■ **WRITTEN INSTRUCTION 1**:
In the dataset items listing below, report every line that contains the string "mask".

■ **SELECTED EXCERPT**:
* * *
Appellant Stephanie Poston appeals from summary judgments granted in favor of the respondents Badger Mutual Insurance Company and DuWayne Bruckner. The trial court found in favor of Badger Mutual, holding that a conviction for injury by conduct regardless of life triggered a policy exclusion based on intentional or expected acts, thereby foreclosing a civil suit. The court also found for Bruckner, holding that, as a noncustodial parent, he did not have legal custody over his son so as to make him liable for his son’s conduct under sec. 895.035(1), Stats. Since we find both that the law governing Badger Mutual’s liability is unclear and that there are competing inferences which can arise from the facts, we reverse the summary judgment as to *217 Badger Mutual. We affirm the summary judgment as to DuWayne Bruckner because there are no unclear issues of fact or law.
Ms. Poston was injured on June 5, 1977, at the Plymouth Rock Campground in the vicinity of the Road America race track. Activities during race weekends are, judging from the facts, not for the faint of heart. Apparently, vehicles are burned with some regularity in an area known as “the pit.”
On the weekend in question, a friend of Poston’s tried to change a flat tire in the pit while onlookers chanted, “Burn the car!” As a result, various fracases erupted, one of them between Ms. Poston and another woman. While the two struggled, they were approached by Thomas Coyne, the insured of Badger Mutual. Coyne picked up a gasoline can and “sloshed” it on the women. Another onlooker, allegedly Daniel Bruckner, ignited it, and Poston suffered burns.
* * *
Dataset items:
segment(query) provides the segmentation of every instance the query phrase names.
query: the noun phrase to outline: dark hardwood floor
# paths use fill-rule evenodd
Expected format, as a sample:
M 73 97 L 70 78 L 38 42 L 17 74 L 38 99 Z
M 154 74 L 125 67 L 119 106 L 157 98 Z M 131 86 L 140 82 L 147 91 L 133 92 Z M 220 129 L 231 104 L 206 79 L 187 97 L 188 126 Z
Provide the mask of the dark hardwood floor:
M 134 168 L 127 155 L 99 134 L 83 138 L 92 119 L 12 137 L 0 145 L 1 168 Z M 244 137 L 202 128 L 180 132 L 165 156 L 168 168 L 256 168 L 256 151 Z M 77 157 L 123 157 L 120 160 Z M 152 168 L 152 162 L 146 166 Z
* * *
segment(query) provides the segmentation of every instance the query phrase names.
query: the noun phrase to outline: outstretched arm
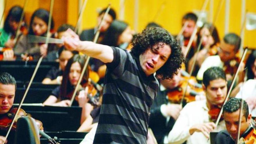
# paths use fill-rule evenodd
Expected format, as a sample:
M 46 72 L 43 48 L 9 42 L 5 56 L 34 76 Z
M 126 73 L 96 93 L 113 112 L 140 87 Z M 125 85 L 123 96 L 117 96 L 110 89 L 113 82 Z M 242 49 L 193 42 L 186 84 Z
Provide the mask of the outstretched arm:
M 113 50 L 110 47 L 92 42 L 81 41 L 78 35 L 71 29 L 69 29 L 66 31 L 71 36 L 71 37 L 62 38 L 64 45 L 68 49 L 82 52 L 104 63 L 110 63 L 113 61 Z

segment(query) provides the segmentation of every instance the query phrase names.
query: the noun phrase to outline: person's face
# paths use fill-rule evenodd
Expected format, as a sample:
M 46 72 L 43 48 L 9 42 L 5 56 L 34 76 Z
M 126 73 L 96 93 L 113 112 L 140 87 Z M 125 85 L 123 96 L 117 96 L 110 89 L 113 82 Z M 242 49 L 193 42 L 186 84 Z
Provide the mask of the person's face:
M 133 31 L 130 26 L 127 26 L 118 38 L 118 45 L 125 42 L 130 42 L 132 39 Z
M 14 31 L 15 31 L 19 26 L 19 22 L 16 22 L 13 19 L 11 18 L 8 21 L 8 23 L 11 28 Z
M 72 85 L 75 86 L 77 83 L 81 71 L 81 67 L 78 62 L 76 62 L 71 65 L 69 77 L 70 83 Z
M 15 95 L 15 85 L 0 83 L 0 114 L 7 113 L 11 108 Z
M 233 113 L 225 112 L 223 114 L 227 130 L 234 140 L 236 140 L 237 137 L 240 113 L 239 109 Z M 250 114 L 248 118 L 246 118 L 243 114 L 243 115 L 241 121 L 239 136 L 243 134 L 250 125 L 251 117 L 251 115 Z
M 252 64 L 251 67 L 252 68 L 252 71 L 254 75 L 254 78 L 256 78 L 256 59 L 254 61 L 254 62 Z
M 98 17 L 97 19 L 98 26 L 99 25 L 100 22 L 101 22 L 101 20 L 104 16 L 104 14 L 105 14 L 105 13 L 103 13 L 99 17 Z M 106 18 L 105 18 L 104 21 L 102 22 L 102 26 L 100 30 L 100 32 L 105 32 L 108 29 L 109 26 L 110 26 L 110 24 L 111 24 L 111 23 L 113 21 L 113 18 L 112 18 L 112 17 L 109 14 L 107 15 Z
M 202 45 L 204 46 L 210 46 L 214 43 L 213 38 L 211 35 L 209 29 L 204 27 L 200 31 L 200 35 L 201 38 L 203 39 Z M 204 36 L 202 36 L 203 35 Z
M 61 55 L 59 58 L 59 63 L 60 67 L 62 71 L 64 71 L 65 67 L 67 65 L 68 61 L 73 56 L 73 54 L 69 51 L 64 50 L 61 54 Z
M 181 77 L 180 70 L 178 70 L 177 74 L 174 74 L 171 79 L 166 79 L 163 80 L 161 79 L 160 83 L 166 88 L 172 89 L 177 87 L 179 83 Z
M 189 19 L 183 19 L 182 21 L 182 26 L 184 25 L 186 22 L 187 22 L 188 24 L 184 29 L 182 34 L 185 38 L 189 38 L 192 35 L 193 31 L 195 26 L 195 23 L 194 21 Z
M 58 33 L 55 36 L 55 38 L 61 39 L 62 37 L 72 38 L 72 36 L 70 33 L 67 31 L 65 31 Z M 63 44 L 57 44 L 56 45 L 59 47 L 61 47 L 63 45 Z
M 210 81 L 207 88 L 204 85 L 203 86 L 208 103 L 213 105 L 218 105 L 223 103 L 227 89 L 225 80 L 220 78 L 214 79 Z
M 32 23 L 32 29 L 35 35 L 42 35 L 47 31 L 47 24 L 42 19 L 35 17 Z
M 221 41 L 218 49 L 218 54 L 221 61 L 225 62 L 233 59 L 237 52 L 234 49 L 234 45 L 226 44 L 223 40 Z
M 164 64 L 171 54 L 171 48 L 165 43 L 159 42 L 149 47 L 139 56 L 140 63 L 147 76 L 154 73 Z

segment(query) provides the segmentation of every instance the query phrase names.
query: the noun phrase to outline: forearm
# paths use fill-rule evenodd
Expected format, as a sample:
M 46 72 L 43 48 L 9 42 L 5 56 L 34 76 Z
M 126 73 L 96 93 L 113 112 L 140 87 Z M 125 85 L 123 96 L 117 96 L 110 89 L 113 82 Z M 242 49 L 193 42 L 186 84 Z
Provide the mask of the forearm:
* * *
■ **WRITTEN INSTRUCTION 2**:
Edit the stretch of the court opinion from "On the weekend" through "Poston suffered burns." so that "gasoline can" becomes "fuel can".

■ **FINISHED ANSWER 1**:
Provide the mask of the dark hardwood floor:
Provide the mask of the outstretched arm:
Provide the mask of the person's face:
Provide the mask of the forearm:

■ **FINISHED ANSWER 2**:
On the weekend in question, a friend of Poston’s tried to change a flat tire in the pit while onlookers chanted, “Burn the car!” As a result, various fracases erupted, one of them between Ms. Poston and another woman. While the two struggled, they were approached by Thomas Coyne, the insured of Badger Mutual. Coyne picked up a fuel can and “sloshed” it on the women. Another onlooker, allegedly Daniel Bruckner, ignited it, and Poston suffered burns.